- EXTRACTED TEXT -
-- BEGIN --
True to his element, director Neil Blomkamp (District 9 and Elysium) does a great job of depicting South African reality, with the quasi-cosmopolitan and not-so-pretty industrial terrain of Johannesburg in the background, alongside a fully-fledged science fiction narrative. Much like District 9’s undertones of xenophobic violence, the robots in Chappie symbolise the stereotypical ideal of the South African public, whose sentiments over service delivery, poverty, violence and corruption are echoed through the re-imagining of society by Blomkamp. His apocalyptic-charm helps him visualize a country that is already factual, and one that could very well emerge with digital and technological innovations advancing way beyond human progress.
-- END --
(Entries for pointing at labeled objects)
-- BEGIN --
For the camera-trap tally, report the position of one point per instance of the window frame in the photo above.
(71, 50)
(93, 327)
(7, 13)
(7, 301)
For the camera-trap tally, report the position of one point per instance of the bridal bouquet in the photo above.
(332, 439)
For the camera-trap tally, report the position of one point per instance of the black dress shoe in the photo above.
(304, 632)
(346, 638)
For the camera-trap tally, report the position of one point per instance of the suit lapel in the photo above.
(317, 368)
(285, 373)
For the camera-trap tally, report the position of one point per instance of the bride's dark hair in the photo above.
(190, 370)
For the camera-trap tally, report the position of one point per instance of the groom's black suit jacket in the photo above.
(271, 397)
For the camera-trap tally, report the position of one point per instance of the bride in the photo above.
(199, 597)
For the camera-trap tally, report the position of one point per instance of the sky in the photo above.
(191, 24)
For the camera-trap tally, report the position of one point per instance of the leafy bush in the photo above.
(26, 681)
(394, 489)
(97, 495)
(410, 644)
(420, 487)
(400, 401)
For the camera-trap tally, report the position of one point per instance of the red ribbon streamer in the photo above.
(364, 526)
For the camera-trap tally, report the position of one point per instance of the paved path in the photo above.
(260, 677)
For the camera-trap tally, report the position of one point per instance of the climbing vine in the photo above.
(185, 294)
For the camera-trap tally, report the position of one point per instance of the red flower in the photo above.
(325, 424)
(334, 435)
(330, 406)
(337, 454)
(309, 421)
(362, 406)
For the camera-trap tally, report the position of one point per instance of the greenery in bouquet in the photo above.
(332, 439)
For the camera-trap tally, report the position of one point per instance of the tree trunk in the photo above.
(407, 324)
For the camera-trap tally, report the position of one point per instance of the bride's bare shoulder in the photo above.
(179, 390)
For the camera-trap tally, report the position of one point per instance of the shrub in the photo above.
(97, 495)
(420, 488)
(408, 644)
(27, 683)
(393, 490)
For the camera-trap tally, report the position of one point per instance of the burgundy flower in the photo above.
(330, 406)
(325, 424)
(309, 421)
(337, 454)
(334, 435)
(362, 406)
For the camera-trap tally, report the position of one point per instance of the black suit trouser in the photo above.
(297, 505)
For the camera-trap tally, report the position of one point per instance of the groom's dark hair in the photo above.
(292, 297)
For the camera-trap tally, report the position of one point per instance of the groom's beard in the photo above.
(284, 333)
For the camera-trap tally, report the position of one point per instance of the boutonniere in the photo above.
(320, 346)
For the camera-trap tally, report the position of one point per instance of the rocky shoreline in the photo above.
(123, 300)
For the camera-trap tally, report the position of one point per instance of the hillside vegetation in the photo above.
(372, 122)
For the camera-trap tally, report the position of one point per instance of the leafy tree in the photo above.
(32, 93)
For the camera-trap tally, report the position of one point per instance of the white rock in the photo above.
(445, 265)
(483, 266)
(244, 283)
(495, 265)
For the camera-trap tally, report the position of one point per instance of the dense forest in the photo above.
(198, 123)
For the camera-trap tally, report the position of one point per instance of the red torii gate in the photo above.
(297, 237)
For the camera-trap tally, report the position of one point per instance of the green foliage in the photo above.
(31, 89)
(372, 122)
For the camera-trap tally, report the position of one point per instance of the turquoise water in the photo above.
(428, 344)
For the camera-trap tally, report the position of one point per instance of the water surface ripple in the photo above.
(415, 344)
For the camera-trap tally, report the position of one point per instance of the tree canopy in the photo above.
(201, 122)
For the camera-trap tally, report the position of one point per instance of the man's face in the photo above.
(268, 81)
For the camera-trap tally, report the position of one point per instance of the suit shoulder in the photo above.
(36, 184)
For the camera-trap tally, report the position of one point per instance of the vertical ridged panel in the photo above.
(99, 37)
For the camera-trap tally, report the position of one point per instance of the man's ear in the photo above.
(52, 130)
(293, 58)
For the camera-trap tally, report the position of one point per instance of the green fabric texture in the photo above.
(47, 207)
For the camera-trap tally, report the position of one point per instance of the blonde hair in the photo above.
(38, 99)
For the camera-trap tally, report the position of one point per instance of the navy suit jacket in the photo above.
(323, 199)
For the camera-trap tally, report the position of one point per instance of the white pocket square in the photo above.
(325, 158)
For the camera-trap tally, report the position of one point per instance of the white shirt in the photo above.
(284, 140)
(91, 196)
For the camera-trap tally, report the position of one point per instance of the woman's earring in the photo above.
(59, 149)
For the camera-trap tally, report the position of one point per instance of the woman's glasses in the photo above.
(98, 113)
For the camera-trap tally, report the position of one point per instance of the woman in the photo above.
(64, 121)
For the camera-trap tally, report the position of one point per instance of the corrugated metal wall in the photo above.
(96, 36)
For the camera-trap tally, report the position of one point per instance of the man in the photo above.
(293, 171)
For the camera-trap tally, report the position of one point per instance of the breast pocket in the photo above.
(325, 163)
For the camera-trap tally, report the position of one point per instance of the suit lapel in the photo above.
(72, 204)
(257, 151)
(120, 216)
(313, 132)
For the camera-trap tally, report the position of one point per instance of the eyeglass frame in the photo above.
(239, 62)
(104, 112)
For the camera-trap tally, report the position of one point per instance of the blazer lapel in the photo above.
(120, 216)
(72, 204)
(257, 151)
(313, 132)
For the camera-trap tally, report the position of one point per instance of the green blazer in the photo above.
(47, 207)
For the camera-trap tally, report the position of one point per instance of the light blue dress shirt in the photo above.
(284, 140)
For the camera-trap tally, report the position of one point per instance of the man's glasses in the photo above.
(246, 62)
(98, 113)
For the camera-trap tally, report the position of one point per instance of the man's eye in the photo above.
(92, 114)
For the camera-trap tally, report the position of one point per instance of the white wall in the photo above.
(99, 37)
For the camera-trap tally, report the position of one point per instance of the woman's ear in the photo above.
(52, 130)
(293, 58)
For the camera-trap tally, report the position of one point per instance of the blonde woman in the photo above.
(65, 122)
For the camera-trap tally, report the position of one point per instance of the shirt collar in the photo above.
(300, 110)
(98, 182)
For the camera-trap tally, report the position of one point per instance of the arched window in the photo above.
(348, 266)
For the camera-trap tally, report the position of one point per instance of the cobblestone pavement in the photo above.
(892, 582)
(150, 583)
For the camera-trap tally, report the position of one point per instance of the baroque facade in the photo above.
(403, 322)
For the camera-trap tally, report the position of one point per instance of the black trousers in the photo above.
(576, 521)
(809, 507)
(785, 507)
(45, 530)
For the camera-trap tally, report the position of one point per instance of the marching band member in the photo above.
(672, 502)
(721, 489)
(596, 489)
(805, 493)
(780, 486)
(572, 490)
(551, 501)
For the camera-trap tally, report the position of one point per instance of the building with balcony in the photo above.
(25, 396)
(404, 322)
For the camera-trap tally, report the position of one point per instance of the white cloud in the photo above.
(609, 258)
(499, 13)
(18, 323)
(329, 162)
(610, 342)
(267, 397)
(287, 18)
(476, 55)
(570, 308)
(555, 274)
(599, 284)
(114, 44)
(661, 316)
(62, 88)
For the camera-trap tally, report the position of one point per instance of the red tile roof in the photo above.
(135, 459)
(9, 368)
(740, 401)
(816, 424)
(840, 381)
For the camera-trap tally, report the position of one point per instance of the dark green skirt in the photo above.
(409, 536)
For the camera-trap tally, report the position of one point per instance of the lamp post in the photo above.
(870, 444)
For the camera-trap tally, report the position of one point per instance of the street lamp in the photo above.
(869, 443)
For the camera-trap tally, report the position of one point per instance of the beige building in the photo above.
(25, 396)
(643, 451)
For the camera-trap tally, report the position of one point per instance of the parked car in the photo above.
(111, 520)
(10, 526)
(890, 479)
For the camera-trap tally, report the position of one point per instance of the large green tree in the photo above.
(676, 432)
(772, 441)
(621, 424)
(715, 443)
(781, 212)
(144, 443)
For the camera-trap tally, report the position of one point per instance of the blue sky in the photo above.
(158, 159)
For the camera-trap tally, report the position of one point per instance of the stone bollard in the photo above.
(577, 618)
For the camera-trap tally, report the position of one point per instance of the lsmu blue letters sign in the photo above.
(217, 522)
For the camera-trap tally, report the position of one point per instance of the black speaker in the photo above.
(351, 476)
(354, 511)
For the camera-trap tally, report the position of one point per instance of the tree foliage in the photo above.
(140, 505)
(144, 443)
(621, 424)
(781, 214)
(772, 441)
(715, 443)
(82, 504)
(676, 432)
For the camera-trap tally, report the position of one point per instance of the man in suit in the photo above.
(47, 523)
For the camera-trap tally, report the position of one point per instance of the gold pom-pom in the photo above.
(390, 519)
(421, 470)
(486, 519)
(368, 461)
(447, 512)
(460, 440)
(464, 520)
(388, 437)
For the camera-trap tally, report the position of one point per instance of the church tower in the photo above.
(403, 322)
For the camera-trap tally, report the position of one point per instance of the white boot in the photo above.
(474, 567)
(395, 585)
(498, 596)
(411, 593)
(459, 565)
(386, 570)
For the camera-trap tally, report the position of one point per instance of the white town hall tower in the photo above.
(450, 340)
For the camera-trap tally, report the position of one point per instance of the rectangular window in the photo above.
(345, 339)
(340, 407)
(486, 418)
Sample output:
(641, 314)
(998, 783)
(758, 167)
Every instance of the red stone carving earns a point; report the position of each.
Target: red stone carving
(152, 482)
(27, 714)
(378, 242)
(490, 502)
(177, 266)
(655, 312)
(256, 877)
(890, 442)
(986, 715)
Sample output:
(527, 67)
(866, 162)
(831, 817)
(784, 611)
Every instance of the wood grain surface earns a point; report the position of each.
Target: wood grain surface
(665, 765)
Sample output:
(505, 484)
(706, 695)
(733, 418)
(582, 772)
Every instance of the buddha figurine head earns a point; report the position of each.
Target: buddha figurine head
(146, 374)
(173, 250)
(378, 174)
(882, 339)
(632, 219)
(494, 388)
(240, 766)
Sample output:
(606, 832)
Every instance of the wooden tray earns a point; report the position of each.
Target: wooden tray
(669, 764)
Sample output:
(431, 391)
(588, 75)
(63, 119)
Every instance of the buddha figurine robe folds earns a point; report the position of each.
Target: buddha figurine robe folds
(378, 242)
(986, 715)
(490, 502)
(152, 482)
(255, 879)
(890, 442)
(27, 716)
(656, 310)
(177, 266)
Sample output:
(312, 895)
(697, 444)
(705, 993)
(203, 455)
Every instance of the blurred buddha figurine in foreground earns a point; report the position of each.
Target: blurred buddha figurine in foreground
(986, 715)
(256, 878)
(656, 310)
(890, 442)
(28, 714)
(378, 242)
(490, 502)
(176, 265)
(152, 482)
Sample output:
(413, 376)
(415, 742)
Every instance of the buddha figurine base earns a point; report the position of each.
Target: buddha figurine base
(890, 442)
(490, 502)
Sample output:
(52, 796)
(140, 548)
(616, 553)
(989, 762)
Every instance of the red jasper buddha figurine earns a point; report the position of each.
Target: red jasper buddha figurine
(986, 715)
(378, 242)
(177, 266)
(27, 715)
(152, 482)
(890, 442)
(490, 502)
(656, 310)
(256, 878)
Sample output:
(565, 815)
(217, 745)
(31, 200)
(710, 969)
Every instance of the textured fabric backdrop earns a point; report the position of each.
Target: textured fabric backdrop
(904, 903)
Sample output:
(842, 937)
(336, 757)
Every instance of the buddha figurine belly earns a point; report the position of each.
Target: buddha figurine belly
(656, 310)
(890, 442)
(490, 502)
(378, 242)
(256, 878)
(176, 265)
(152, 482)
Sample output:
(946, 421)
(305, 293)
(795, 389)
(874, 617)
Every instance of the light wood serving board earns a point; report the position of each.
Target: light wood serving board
-- END --
- PROBLEMS -
**A)** According to the Chappie review, which city's industrial terrain forms the background of the film?
**B)** List the concerns of the South African public that the Chappie review says are echoed in Blomkamp's re-imagining of society.
**C)** Resume the Chappie review, starting after its last sentence.
These entries have no connection to the Chappie review.

- TASK RESPONSES -
**A)** Johannesburg

**B)** Service delivery, poverty, violence, corruption

**C)**
The reshaping of the police service, from the SAPS to the RSAP (Robot South African Police) is a direct portrayal of the trending dream shared by many dissatisfied by those who are meant to protect them. In Blomkamp’s marvellous imagination, control and humanity are controlled by a society where power is shifted from man to

machine. Although, the way people treat robots in the futuristic thrill is much like the way human relations are conducted.
The most intelligible feature must be the humanness the robots present, especially Chappie, the makings of a geek engineer, Deon Wilson, whose job at Tetravaal is under constant threat by rival “makers”, like Vincent Moore (played by X-Men’s Hugh Jackman) who are poised on benefiting from the use of robots for their own sinister purpose.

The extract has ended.